● **Task brief**
Reproduce the passage of the essay on race starting at "So what about" and ending at "thing if I did.".

Thursday, February 24, 2011

On Race

by Leana S. Wen, M.D.

Mr. A is a 23-year old black man with abdominal pain.

Mrs. S is a 48-year colored woman who was the restrained passenger in a rollover MVC.

Sammy is a 10-year white boy with fever.

OK, maybe it’s just me, but there’s something different about how these medical presentations start. I went to medical school in St. Louis, and once in a while, we did hear of someone referred by race. Maybe someone with sickle cell anemia; maybe someone with a rare inherited disorder. Maybe. But race is a common and almost unavoidable descriptor in South Africa.

And not just in the medical setting. I came to South Africa for the first time about three years ago, and the woman I rented a room from, a lovely Africaans lady in her late-sixties, raved about my “Oriental” skin. Her son was dating a beautiful woman, a “colored” woman. She was also telling me that she and her family were extremely progressive and opposed the apartheid from the beginning, even resigning from the Dutch Reform Church because of its initial position on apartheid. But how could she progressive, I wondered, when she used such terms to describe people?

Race in South Africa is fraught with a troubled past that the country is still grappling with. Under the apartheid regime, race was the sole determinant of what opportunities a person had. Apartheid ended less than twenty years ago, and remains in the consciousness of all but the very young. Interestingly, the way that South Africa has chosen to deal with race is to be completely open about it. Some of my other work was done in Rwanda, where the Rwandan genocide of 1994 is still very much in the public consciousness as well. Rwandans chose the path of not talking about race and who was hutu and who was tutsi. South Africa has taken a very different route by making race front and center of self- and public- identity.

As I came to see, my old landlady was hardly a remnant of some kind of old world tradition. I asked one of the young registrars how I was supposed to identify the consultant, and she directed me to find the “tall colored man”. My fiancĂ© and I were looking for a DJ for our wedding, and the form to fill out asked for basic information: size of event, type of event, type of music requested, age of guests, and… the race of couple and race of guests. My South African fiancĂ© didn’t blink an eye, but my American sensitivities were startled to say the least. Can you imagine such descriptors being used for hiring a DJ in Boston?

So what about this obvious display of race—is it a good thing? I don’t think I understand enough of South Africa to comment. I can say that the people here find the political sensitivity around race in the U.S. in particular but also U.K. and Europe to be excessive. Why not just get it out in the open and obviate passive discrimination, they would say. You’re probably thinking about race anyway. I would argue, though, that my American eyes see race perhaps as being less distinctive and less important of a descriptive. The last ten patients I saw in the U.S., for example, do I really remember them as a black man or a white woman? I’m not sure that I did, but I’m not sure that it would have been a bad thing if I did.

Saved entries
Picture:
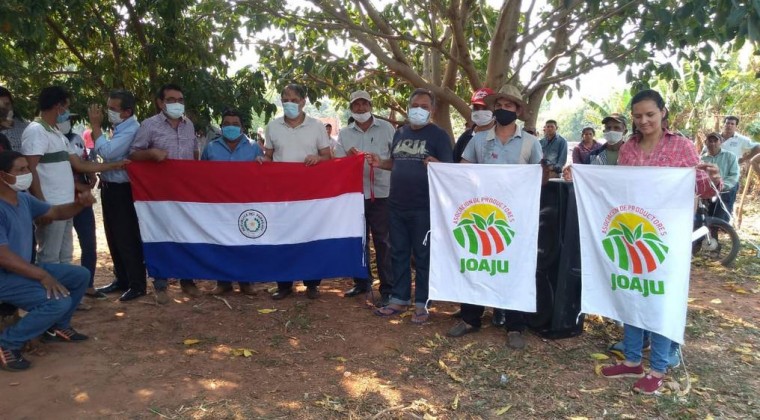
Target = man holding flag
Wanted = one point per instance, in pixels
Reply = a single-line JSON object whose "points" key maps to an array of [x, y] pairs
{"points": [[506, 143]]}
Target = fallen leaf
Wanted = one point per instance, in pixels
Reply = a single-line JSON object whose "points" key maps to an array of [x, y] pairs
{"points": [[503, 410], [267, 311]]}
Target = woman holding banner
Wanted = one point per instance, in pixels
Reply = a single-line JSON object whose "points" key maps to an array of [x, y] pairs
{"points": [[653, 144]]}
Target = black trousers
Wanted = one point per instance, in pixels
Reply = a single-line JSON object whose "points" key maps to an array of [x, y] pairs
{"points": [[123, 234], [471, 314], [376, 218]]}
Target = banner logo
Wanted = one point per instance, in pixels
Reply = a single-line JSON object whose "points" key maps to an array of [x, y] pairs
{"points": [[633, 239], [252, 224], [483, 226]]}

● **Answer to the problem**
So what about this obvious display of race—is it a good thing? I don’t think I understand enough of South Africa to comment. I can say that the people here find the political sensitivity around race in the U.S. in particular but also U.K. and Europe to be excessive. Why not just get it out in the open and obviate passive discrimination, they would say. You’re probably thinking about race anyway. I would argue, though, that my American eyes see race perhaps as being less distinctive and less important of a descriptive. The last ten patients I saw in the U.S., for example, do I really remember them as a black man or a white woman? I’m not sure that I did, but I’m not sure that it would have been a bad thing if I did.